══ Records for this task ══

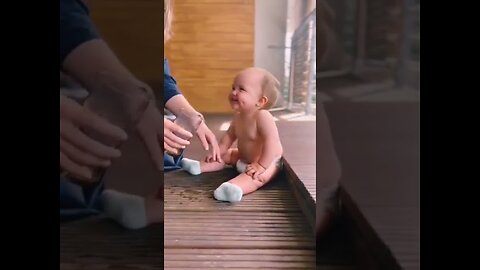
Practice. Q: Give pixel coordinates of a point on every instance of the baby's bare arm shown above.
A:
(272, 146)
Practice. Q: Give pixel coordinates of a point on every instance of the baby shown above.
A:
(259, 152)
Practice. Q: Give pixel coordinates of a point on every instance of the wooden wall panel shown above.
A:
(212, 40)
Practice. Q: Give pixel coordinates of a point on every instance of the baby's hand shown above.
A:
(254, 170)
(210, 158)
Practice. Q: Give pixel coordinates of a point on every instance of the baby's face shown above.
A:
(246, 90)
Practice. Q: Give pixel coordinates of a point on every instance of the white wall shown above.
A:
(270, 30)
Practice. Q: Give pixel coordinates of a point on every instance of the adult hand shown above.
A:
(79, 153)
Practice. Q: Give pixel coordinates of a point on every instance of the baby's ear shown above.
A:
(263, 101)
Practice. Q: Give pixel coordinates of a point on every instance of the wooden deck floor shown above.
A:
(265, 230)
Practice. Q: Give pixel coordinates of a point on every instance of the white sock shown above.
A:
(228, 192)
(191, 166)
(126, 209)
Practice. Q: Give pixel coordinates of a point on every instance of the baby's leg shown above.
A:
(197, 167)
(234, 189)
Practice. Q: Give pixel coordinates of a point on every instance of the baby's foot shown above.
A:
(191, 166)
(126, 209)
(228, 192)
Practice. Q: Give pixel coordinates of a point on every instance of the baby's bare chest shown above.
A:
(246, 131)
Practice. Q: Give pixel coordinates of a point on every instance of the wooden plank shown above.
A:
(212, 41)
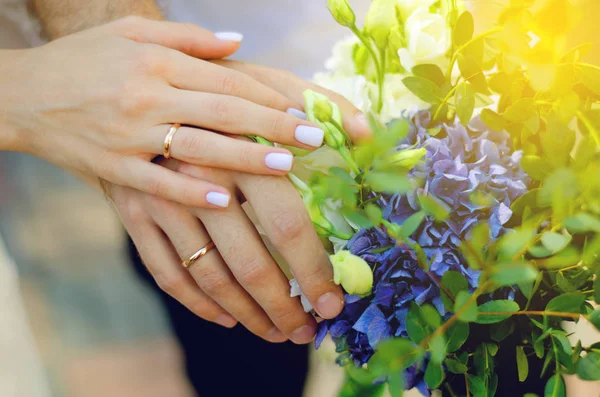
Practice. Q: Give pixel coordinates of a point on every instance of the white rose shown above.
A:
(397, 98)
(342, 61)
(428, 38)
(407, 7)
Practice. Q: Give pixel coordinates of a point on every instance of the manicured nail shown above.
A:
(329, 305)
(298, 113)
(275, 335)
(310, 136)
(229, 36)
(218, 199)
(279, 161)
(226, 321)
(303, 334)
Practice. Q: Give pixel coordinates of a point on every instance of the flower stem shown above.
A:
(379, 70)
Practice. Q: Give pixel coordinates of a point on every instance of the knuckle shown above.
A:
(252, 271)
(192, 145)
(220, 109)
(214, 282)
(276, 123)
(288, 226)
(172, 285)
(230, 83)
(134, 100)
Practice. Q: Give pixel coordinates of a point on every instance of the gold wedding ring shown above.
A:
(169, 140)
(198, 255)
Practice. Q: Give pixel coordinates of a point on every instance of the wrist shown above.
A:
(10, 95)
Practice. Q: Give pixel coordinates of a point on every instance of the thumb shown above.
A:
(184, 37)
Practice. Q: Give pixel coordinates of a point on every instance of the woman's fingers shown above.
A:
(163, 263)
(193, 74)
(184, 37)
(188, 236)
(238, 116)
(355, 122)
(158, 181)
(242, 249)
(207, 148)
(282, 214)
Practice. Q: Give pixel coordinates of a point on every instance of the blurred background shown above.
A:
(98, 330)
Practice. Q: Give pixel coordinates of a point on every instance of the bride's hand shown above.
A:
(102, 101)
(238, 280)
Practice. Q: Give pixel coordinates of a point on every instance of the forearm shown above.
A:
(63, 17)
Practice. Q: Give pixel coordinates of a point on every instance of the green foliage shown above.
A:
(549, 104)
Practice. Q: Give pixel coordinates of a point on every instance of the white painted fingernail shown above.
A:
(310, 136)
(218, 199)
(279, 161)
(229, 36)
(298, 113)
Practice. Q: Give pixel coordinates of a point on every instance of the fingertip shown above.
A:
(218, 199)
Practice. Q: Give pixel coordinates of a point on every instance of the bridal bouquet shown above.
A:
(466, 232)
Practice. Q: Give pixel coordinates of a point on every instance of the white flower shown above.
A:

═══

- Task requirements
Copy all the entries word for word. Omit any pictures.

- Solution to the exercise
Practice. Q: Give pixel coordinates of a point on every instance of the baby's bare arm shown above.
A:
(272, 146)
Practice. Q: Give pixel coordinates of a point on every instance of the baby shown above.
A:
(259, 152)
Practice. Q: Give pixel coordinates of a point on every instance of the wooden wall panel shown above.
A:
(212, 40)
Practice. Q: Give pixel coordinates of a point on every instance of the baby's hand shown above.
A:
(254, 170)
(210, 158)
Practice. Q: Give pixel coordinates of a point on every instance of the baby's face shown above.
A:
(246, 90)
Practice. Q: Give pixel coordinates of a point on every instance of the white wall shown above.
A:
(270, 30)
Practice. Q: Give pixel coordinates of a point on every instance of the adult hand shown above.
A:
(79, 153)
Practice. Q: Give pixel coordinates of a point on every instance of the baby's ear shown above.
A:
(263, 101)
Practice. Q: Give pixel coordinates of a point on every instance of the wooden deck floor shown above.
A:
(265, 230)
Practice. Q: Give pixel coordinates of a point on every instance of the white sock shown above.
A:
(228, 192)
(191, 166)
(126, 209)
Practice. Q: Give pixel coordinates of a point on every instance of the baby's leg shown above.
A:
(197, 167)
(234, 189)
Practice. Q: Give pixel coordinates of a point on every instance of the baby's foot shown above.
A:
(191, 166)
(126, 209)
(228, 192)
Practice. Q: Give pixel coordinates of a point on every instance of the baby's bare chest shown above.
A:
(246, 131)
Practice. Q: Give pixel coordinates of a point on every instance of the wooden plank shown above.
A:
(212, 41)
Practice. Q: Give pixel coordinates of a point on every instance of the white rose shown above.
A:
(397, 98)
(342, 61)
(428, 38)
(407, 7)
Practice. Q: Give pixel coordinates of a point on every instance of the manicured nail shown above.
A:
(329, 305)
(298, 113)
(275, 335)
(310, 136)
(229, 36)
(218, 199)
(279, 161)
(226, 321)
(303, 334)
Practice. Q: Give pixel coordinates of a point on every instance of the flower stem shown above.
A:
(379, 70)
Practice. Q: Give pixel coordinates of a point on every instance of the knuckle shown above.
A:
(252, 271)
(192, 145)
(220, 109)
(214, 282)
(276, 123)
(288, 226)
(172, 285)
(230, 83)
(134, 100)
Practice. Q: Give pixel coordinates of a point on every instance of the gold wedding ring shown above.
A:
(169, 140)
(198, 255)
Practice. Q: Give pixel coordinates of a point on every instance of the wrist shown above.
A:
(10, 95)
Practice. Q: Give pixel coordinates of a point on every instance of the thumb shown above.
A:
(184, 37)
Practice. Q: Give pixel coordinates of a point on every instance of the woman's fingers shown above.
A:
(163, 263)
(193, 74)
(184, 37)
(188, 236)
(238, 116)
(355, 122)
(158, 181)
(242, 249)
(207, 148)
(282, 214)
Practice. Q: Give pixel coordinates of a point on every instance of the blurred background shown above.
A:
(98, 330)
Practice. Q: Give pixel coordinates of a point on every instance of the bride's hand shown above.
A:
(102, 101)
(238, 280)
Practice. Q: Give pixel coordinates of a point on every instance of the forearm shown above.
A:
(63, 17)
Practice. Q: Give pixel coordinates of a point on every instance of the green foliage shown above.
A:
(549, 104)
Practice. Q: Give pixel coordinates of a point on every instance of the white painted fingernail shown above.
A:
(310, 136)
(218, 199)
(279, 161)
(229, 36)
(298, 113)
Practice. Q: Give pixel coordinates of a point on every instance of the fingertip shown above.
A:
(218, 199)
Practice. Q: Give pixel coordinates of a point on every instance of the bridal bouquet shown above.
A:
(466, 232)
Practice. Q: Give pixel coordinates of a point on every instance of the white flower shown above.
A:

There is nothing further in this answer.